* Direction: Rewrite the items below, substituting "object" for each "target" and keeping everything else unchanged. Omit the pictures from your version.

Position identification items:
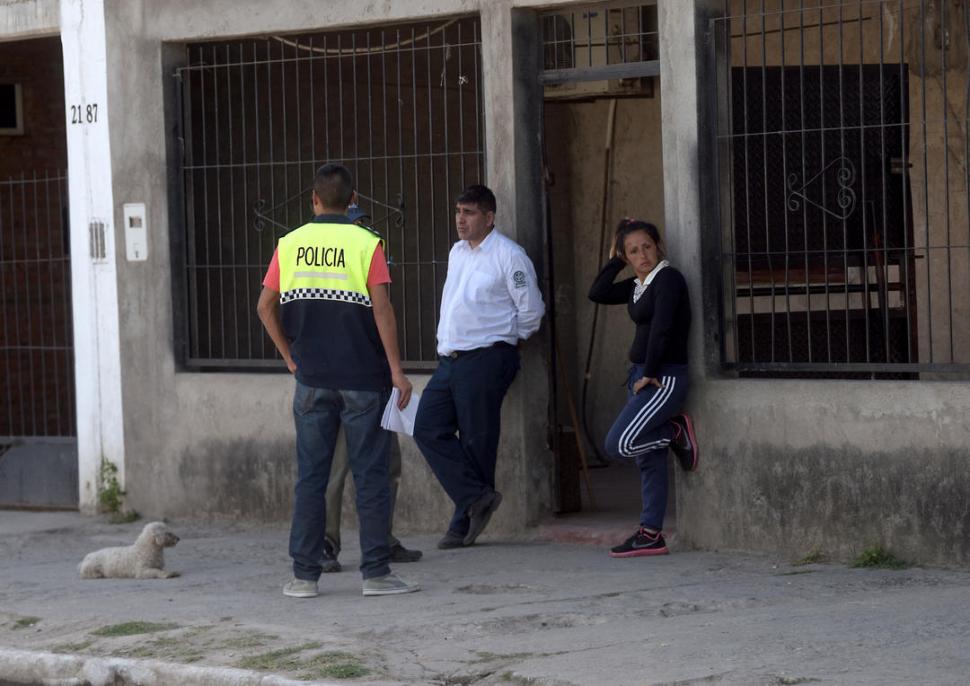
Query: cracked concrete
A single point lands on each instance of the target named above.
(503, 612)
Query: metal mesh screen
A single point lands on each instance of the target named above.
(36, 339)
(401, 106)
(842, 159)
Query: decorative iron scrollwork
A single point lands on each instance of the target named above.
(845, 198)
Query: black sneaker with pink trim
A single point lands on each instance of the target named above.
(641, 543)
(684, 443)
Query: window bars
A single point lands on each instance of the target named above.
(841, 132)
(36, 339)
(401, 106)
(595, 42)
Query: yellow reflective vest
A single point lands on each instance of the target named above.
(326, 307)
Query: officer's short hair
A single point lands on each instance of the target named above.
(478, 195)
(334, 186)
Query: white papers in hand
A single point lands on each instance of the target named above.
(401, 421)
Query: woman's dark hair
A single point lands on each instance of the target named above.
(628, 226)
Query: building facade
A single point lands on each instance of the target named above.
(807, 162)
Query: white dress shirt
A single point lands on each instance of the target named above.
(490, 295)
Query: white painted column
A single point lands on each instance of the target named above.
(97, 357)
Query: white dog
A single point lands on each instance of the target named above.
(143, 560)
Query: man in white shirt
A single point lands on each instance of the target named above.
(490, 302)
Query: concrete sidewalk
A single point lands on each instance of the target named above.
(502, 612)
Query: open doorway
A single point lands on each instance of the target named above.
(602, 133)
(38, 448)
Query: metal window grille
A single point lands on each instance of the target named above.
(36, 340)
(841, 132)
(603, 41)
(401, 106)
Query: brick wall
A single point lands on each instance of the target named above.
(38, 66)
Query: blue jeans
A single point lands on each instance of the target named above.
(318, 413)
(642, 431)
(464, 395)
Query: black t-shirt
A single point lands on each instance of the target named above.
(661, 314)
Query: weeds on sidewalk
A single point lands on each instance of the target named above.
(132, 628)
(814, 556)
(335, 665)
(111, 496)
(878, 557)
(72, 648)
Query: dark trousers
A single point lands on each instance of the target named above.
(319, 413)
(642, 432)
(464, 396)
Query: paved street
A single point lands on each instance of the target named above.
(503, 612)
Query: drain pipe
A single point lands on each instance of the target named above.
(604, 229)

* Full output:
Query: cracked concrete
A single point lands on each instance of the object named above.
(503, 612)
Query: metal mesh screen
A single point lands on each instance of the object named above.
(36, 339)
(401, 106)
(842, 159)
Query: decorative iron scrollwork
A single point lands on each instance of the object named above.
(845, 198)
Query: black sneaker with pink trim
A single point lands on each instance of the object named above.
(641, 543)
(684, 443)
Query: window bars
A single point lands on each instance of the object named above.
(841, 132)
(36, 339)
(401, 106)
(595, 42)
Query: yellow reflective vest
A single point lands on each instance of the object named above.
(326, 307)
Query: officer's short hair
A single point lands on each instance of the object named above.
(478, 195)
(334, 186)
Query: white papers in hand
A single point lands on each instance of the object named above.
(401, 421)
Query: woman's dark hair
A single point lands on each instance of the object named above.
(628, 226)
Query: building facade
A single point lands on each instance of the object named above.
(807, 162)
Query: white dress shirt
A single point lands on each instance of the object named above.
(490, 295)
Query: white painted column
A single point lands on each instance of the object named above.
(97, 357)
Query: white dog
A single point lands on each instance of the object named above.
(143, 560)
Query: man in white shirt
A single point lands on each instance of the object named above.
(490, 302)
Query: concrete sidewalk
A single point lands on each instance of the object named above.
(502, 612)
Query: open doorway
A single point lands on each instance of the object named above.
(602, 133)
(38, 448)
Query: metal window grille
A single point lands on each instance of the object named above.
(36, 340)
(841, 132)
(603, 41)
(401, 106)
Query: brick wall
A single point lands on each instance of the object named above.
(38, 66)
Query: blue jeans
A single point lands on each instance of the object named above.
(318, 413)
(642, 431)
(464, 395)
Query: black t-shirt
A single point lands on each instance of the object named above.
(661, 314)
Query: weeds on sidewalk
A single point lands on each instance of the object named above.
(132, 628)
(814, 556)
(335, 665)
(111, 496)
(878, 557)
(72, 648)
Query: dark trousers
A single point lands on each instance of the object named above.
(319, 413)
(642, 432)
(464, 396)
Query: paved street
A single point lands on each instance of the object named above.
(503, 612)
Query: drain pipe
A single point lands on each instance of the object named above.
(604, 229)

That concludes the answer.